[EXERCISE REQUIREMENTS] Look through the listing below, and wherever a line has the string "each", copy it.

[DATA SUPPLIED]
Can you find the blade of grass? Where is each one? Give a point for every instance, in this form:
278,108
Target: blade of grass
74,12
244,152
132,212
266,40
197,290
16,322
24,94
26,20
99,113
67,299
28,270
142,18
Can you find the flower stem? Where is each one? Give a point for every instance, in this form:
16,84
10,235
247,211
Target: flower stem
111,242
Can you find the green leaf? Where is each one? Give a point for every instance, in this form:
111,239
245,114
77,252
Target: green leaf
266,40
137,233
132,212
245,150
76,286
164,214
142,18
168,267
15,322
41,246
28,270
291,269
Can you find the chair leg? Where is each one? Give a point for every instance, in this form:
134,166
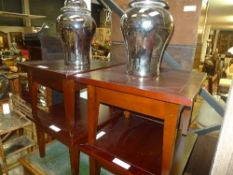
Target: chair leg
74,159
94,167
41,141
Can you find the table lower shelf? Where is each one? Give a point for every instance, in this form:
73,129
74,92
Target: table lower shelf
134,140
17,144
56,117
138,143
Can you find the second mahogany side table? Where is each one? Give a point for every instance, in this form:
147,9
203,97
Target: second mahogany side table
62,122
158,98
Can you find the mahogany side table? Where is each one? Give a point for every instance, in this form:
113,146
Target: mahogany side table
63,122
159,97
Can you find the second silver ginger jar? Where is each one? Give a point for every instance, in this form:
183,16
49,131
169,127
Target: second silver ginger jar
146,27
76,28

[OUTPUT FOR THIS TASK]
Can you find the blade of grass? Where is each one? Give a point for every instance, in this form:
Can you find the flower stem? Where is each one? Give a point for every instance, in this form:
Can you find the green leaf? Where is each one? Give a point for every instance, in this form:
Can you find the chair leg? Where is each one? Give a point for every instance, in this form:
Can you find the table lower shelf? Where is each one? Give a point for every instance, in this form:
Can you find the second mahogany side table? Where is each one? Give a point for every instance, in this form:
Can you find the mahogany side table? Where is each one? Give a point for every instance, in this form:
Can you find the second silver ginger jar? Where is each one? Give a point for every instance, in this form:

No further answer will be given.